____ Supplied data
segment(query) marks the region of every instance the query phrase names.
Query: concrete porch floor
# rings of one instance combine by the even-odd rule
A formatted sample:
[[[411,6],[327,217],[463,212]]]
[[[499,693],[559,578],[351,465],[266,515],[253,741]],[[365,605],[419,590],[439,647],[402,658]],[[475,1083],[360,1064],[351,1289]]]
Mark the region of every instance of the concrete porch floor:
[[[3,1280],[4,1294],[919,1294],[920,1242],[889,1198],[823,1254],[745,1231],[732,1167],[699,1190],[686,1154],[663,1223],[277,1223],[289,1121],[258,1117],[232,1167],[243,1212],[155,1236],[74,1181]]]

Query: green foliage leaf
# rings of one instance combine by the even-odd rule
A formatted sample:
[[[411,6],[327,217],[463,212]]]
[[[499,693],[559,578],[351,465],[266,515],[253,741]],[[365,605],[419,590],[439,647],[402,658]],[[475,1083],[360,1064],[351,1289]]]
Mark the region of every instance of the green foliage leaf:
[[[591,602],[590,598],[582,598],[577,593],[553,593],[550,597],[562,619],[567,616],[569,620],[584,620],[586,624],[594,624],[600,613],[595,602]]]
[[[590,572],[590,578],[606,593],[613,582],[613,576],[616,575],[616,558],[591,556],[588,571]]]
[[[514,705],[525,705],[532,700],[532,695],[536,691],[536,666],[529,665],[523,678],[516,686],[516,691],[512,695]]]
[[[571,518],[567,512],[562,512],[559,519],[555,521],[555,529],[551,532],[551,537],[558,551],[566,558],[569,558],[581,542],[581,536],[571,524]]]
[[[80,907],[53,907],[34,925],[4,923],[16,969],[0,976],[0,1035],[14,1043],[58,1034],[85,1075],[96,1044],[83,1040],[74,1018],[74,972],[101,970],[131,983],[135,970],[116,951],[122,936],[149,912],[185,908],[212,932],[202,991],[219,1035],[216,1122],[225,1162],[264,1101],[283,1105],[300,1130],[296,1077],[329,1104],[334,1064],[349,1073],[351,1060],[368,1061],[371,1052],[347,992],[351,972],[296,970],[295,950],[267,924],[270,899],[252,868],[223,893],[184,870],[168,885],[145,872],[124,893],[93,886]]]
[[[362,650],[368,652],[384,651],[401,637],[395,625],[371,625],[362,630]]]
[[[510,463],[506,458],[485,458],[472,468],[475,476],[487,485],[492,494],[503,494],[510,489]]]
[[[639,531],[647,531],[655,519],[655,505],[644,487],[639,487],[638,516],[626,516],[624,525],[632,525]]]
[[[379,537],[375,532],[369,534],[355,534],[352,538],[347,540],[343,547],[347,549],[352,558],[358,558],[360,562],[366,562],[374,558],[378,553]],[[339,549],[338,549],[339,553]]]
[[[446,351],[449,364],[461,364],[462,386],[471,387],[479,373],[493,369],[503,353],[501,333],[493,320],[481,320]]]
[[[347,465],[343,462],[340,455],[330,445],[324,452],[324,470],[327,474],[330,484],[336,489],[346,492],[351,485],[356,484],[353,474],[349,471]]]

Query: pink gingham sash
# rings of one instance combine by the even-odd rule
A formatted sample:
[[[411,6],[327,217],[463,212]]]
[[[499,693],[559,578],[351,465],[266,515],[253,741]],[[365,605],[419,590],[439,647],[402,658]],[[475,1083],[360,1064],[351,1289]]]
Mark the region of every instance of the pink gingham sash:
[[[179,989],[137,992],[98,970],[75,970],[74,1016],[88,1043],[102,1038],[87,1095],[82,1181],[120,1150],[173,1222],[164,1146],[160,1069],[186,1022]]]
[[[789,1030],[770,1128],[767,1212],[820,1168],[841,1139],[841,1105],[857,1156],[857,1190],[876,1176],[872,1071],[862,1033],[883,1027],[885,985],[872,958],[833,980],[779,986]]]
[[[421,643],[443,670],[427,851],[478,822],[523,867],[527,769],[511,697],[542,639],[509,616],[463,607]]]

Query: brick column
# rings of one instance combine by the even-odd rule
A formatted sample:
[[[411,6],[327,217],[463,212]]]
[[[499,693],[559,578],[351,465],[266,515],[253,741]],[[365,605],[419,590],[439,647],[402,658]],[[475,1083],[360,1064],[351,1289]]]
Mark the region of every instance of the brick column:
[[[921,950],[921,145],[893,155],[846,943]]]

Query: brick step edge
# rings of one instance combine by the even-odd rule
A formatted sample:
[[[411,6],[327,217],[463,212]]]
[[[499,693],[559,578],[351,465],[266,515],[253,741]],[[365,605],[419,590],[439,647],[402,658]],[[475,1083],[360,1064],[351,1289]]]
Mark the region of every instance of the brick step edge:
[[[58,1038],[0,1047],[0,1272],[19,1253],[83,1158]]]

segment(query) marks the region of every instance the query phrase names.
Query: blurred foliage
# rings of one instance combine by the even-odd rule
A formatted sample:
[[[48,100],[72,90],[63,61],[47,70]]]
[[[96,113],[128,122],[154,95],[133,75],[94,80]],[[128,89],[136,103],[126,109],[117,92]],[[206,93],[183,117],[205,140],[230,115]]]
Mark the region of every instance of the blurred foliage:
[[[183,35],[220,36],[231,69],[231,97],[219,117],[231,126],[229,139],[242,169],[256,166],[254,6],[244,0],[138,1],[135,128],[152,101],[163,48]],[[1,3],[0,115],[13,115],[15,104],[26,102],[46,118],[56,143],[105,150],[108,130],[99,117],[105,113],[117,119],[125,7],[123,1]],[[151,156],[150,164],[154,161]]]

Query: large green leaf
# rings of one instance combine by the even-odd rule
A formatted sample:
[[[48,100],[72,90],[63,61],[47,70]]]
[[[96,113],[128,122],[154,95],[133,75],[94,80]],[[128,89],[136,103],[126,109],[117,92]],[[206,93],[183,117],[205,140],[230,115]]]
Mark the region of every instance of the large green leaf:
________
● **Exercise brief**:
Write out the whole listing above again, character for character, leaving nothing out.

● **Result below**:
segment(query) marks the region of every instance the query phrase names.
Query: concrete porch floor
# rings of one instance combine by the even-odd rule
A formatted sample:
[[[411,6],[327,217],[463,212]]]
[[[499,693],[559,578],[351,465],[266,515],[253,741]],[[365,605],[419,590],[439,647],[402,658]],[[475,1083],[360,1064],[351,1289]]]
Mark the region of every instance of the concrete porch floor:
[[[3,1280],[4,1294],[919,1294],[920,1242],[889,1198],[823,1254],[745,1231],[732,1167],[699,1190],[686,1154],[663,1223],[277,1223],[289,1121],[258,1117],[232,1167],[243,1212],[155,1236],[74,1181]]]

Query: green foliage leaf
# rings of one instance combine by the even-odd rule
A formatted sample:
[[[411,6],[327,217],[463,212]]]
[[[499,693],[559,578],[351,465],[266,515],[253,741]],[[365,605],[419,590],[439,647],[402,658]],[[475,1083],[360,1064],[351,1289]]]
Mark the region of every instance of the green foliage leaf:
[[[591,602],[590,598],[582,598],[577,593],[553,593],[550,597],[562,619],[567,616],[569,620],[584,620],[586,624],[594,624],[600,613],[595,602]]]
[[[590,572],[590,578],[606,593],[613,582],[613,576],[616,575],[616,558],[591,556],[588,571]]]
[[[514,705],[525,705],[532,700],[532,695],[536,691],[536,666],[529,665],[523,678],[516,686],[516,691],[512,695]]]
[[[571,518],[567,512],[562,512],[559,519],[555,521],[555,529],[551,532],[551,537],[558,551],[566,558],[569,558],[581,542],[581,536],[571,524]]]
[[[80,907],[53,907],[34,925],[4,923],[16,969],[0,976],[0,1035],[14,1043],[58,1034],[85,1075],[96,1044],[83,1040],[74,1018],[74,972],[101,970],[131,983],[135,970],[116,951],[122,936],[149,912],[185,908],[212,932],[202,991],[219,1035],[216,1122],[225,1162],[264,1101],[283,1105],[300,1130],[296,1077],[329,1104],[334,1064],[349,1073],[351,1060],[368,1061],[371,1052],[347,992],[351,972],[296,970],[295,950],[267,924],[270,899],[252,868],[223,893],[184,870],[168,885],[145,872],[124,893],[93,886]]]
[[[362,650],[368,652],[384,651],[401,637],[395,625],[371,625],[362,630]]]
[[[510,463],[506,458],[485,458],[472,468],[475,476],[487,485],[492,494],[503,494],[510,489]]]
[[[639,531],[647,531],[655,519],[655,505],[644,487],[639,487],[638,516],[626,516],[624,525],[632,525]]]
[[[379,537],[375,532],[369,534],[355,534],[352,538],[347,540],[343,547],[347,549],[352,558],[358,558],[360,562],[366,562],[374,558],[378,553]],[[339,549],[338,549],[339,553]]]
[[[446,351],[449,364],[461,364],[462,386],[471,387],[479,373],[493,369],[503,353],[501,333],[493,320],[481,320]]]
[[[347,465],[343,462],[340,455],[330,445],[324,452],[324,470],[327,474],[330,484],[336,489],[346,492],[351,485],[356,484],[353,474],[349,471]]]

Query: pink gingham sash
# rings of one instance combine by the even-odd rule
A formatted sample:
[[[411,6],[327,217],[463,212]]]
[[[499,693],[559,578],[351,465],[266,515],[253,741]],[[365,605],[419,590],[439,647],[402,658]],[[475,1083],[360,1064],[351,1289]]]
Mark the region of every instance of the pink gingham sash:
[[[179,989],[137,992],[98,970],[75,970],[74,1016],[88,1043],[102,1038],[87,1095],[82,1181],[120,1150],[173,1222],[164,1146],[160,1069],[186,1022]]]
[[[789,1030],[770,1128],[767,1212],[820,1168],[841,1139],[841,1105],[857,1156],[857,1190],[876,1176],[872,1071],[862,1033],[883,1027],[885,985],[872,958],[833,980],[779,986]]]
[[[421,643],[443,670],[427,851],[478,822],[523,867],[527,769],[511,697],[542,639],[509,616],[463,607]]]

Query: brick column
# rings of one instance combine by the even-odd rule
A formatted sample:
[[[411,6],[327,217],[463,212]]]
[[[499,693],[559,578],[351,465],[266,515],[253,741]],[[365,605],[419,590],[439,647],[402,658]],[[475,1083],[360,1064],[351,1289]]]
Mark the region of every instance of the brick column:
[[[921,950],[921,145],[893,155],[846,943]]]

Query: brick step edge
# rings of one instance combine by the even-odd rule
A formatted sample:
[[[411,6],[327,217],[463,212]]]
[[[499,693],[559,578],[351,465],[266,515],[253,741]],[[365,605],[419,590],[439,647],[402,658]],[[475,1083],[360,1064],[351,1289]]]
Mark the region of every instance of the brick step edge:
[[[58,1038],[0,1047],[0,1272],[19,1253],[83,1158]]]

segment(query) marks the region of every instance the query phrase names.
Query: blurred foliage
# rings of one instance combine by the even-odd rule
A formatted sample:
[[[48,100],[72,90],[63,61],[47,70]]]
[[[96,113],[128,122],[154,95],[133,75],[94,80]],[[128,89],[136,103],[126,109],[117,92]],[[206,93],[183,117],[205,140],[230,115]]]
Mark the region of every instance of the blurred foliage:
[[[183,35],[220,36],[231,69],[231,97],[219,117],[231,126],[229,139],[242,169],[256,166],[254,6],[244,0],[138,1],[135,128],[152,101],[163,48]],[[1,3],[0,115],[13,115],[15,104],[26,102],[46,118],[56,143],[105,150],[108,130],[99,117],[105,113],[117,119],[125,7],[123,1]],[[151,156],[150,164],[154,161]]]

Query: large green leaf
# rings of one instance combine by the even-odd rule
A formatted sample:
[[[48,100],[72,90],[63,61],[47,70]]]
[[[96,113],[128,122],[154,95],[133,75],[94,80]],[[128,89],[136,103],[126,109],[117,92]],[[206,93],[183,117],[205,140],[230,115]]]
Mark the region of every instance of the large green leaf:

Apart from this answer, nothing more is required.